* _Exercise_
Determine the number of lines in the data below that hold "blue"; give nothing but that number.

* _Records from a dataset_

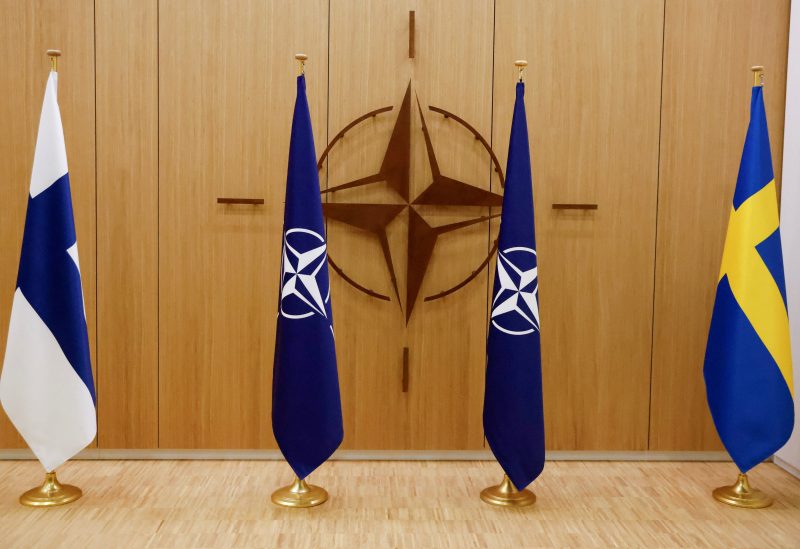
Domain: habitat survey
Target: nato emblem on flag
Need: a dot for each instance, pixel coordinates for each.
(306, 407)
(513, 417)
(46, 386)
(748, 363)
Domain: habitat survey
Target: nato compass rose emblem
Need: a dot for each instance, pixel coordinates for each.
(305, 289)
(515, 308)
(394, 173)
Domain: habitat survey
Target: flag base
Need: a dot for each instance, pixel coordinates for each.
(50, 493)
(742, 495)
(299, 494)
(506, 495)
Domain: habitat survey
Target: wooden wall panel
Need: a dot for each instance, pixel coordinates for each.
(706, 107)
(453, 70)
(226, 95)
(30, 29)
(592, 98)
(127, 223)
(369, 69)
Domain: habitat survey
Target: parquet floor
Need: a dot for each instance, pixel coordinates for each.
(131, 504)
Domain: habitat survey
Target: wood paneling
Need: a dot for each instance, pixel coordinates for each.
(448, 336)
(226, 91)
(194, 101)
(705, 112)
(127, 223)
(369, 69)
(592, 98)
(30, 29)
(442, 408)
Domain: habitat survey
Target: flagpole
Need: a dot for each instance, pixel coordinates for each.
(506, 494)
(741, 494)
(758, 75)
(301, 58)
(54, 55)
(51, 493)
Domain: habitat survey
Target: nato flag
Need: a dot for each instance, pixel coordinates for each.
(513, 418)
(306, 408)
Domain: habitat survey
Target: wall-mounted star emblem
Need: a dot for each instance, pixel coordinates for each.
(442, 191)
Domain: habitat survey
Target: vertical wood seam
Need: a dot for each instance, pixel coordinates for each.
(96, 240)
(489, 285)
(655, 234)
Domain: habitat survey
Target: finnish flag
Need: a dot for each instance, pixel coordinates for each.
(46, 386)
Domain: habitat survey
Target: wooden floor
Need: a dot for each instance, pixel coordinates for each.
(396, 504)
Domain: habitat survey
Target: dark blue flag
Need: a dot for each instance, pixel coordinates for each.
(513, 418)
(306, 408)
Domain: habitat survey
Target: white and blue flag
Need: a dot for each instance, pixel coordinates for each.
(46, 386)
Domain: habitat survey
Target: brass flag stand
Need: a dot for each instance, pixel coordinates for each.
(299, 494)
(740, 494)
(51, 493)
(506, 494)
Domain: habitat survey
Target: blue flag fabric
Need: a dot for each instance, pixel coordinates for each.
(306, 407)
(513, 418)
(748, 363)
* * *
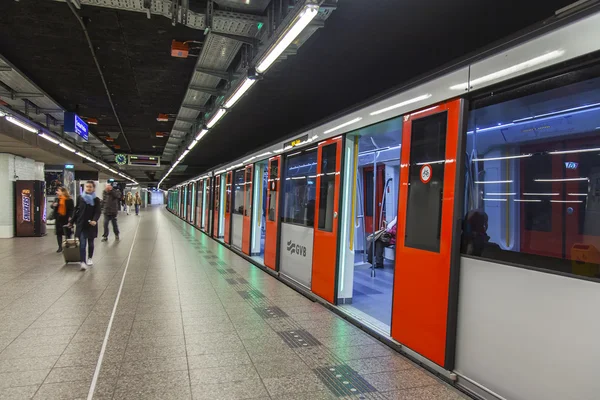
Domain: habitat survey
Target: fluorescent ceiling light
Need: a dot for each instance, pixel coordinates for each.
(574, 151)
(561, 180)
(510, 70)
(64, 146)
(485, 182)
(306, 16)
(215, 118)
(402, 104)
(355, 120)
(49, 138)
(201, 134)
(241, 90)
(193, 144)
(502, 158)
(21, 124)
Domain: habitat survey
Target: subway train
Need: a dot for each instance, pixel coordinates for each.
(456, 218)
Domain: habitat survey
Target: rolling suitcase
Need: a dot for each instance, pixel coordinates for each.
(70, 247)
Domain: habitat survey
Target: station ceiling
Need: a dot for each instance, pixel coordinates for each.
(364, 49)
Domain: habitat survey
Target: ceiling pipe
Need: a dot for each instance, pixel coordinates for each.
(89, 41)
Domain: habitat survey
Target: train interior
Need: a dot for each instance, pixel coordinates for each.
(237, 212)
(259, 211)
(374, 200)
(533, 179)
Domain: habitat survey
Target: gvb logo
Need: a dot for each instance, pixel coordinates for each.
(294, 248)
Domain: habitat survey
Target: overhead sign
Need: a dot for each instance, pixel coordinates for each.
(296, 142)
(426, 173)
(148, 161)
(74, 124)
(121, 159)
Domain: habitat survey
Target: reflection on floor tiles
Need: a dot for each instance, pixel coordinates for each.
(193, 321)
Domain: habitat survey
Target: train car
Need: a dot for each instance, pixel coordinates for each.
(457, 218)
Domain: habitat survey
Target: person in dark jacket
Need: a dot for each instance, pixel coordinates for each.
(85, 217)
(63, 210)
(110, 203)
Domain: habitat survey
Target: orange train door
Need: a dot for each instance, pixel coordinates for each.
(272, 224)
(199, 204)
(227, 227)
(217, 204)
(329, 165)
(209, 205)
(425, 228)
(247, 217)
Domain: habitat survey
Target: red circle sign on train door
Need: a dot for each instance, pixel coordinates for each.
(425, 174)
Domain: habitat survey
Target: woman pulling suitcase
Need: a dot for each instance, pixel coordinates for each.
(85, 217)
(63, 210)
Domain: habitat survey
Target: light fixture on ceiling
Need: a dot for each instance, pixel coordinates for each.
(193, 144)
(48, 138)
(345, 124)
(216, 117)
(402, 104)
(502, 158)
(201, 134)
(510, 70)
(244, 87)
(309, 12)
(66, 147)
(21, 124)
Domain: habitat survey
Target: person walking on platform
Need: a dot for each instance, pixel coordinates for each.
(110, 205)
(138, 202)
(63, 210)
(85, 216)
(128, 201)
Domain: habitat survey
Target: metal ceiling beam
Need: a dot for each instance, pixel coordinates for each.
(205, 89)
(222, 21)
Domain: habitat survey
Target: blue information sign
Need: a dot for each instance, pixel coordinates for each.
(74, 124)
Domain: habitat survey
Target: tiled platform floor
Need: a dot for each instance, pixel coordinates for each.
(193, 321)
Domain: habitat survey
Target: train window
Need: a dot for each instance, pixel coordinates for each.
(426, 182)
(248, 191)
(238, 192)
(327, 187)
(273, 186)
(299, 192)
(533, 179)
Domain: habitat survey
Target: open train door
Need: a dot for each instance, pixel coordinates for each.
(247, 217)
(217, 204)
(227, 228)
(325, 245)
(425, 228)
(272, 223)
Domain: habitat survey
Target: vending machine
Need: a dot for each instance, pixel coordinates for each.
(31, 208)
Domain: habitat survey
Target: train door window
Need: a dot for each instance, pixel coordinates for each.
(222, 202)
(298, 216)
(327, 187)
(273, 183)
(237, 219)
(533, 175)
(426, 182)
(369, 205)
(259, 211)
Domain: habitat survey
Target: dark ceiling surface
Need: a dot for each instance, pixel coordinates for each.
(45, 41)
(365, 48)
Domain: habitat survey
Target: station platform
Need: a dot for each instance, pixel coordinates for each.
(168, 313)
...
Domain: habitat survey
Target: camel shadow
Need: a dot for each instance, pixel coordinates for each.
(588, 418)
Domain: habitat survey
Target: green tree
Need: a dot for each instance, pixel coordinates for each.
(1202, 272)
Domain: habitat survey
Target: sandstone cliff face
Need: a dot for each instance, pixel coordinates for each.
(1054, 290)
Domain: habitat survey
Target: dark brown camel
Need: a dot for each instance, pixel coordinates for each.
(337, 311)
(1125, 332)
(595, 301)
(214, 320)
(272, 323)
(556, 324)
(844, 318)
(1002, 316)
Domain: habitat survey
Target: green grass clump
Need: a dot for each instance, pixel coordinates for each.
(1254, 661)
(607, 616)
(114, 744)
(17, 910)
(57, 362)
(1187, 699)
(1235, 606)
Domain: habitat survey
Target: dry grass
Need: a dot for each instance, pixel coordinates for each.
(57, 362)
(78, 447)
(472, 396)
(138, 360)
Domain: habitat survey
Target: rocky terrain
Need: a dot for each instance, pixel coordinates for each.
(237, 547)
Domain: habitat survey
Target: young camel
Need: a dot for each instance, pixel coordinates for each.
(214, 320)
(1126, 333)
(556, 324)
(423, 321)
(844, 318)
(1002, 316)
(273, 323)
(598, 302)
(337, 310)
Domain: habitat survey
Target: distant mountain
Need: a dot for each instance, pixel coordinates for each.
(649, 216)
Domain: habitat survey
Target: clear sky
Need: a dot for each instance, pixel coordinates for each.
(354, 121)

* _Exercise answer_
4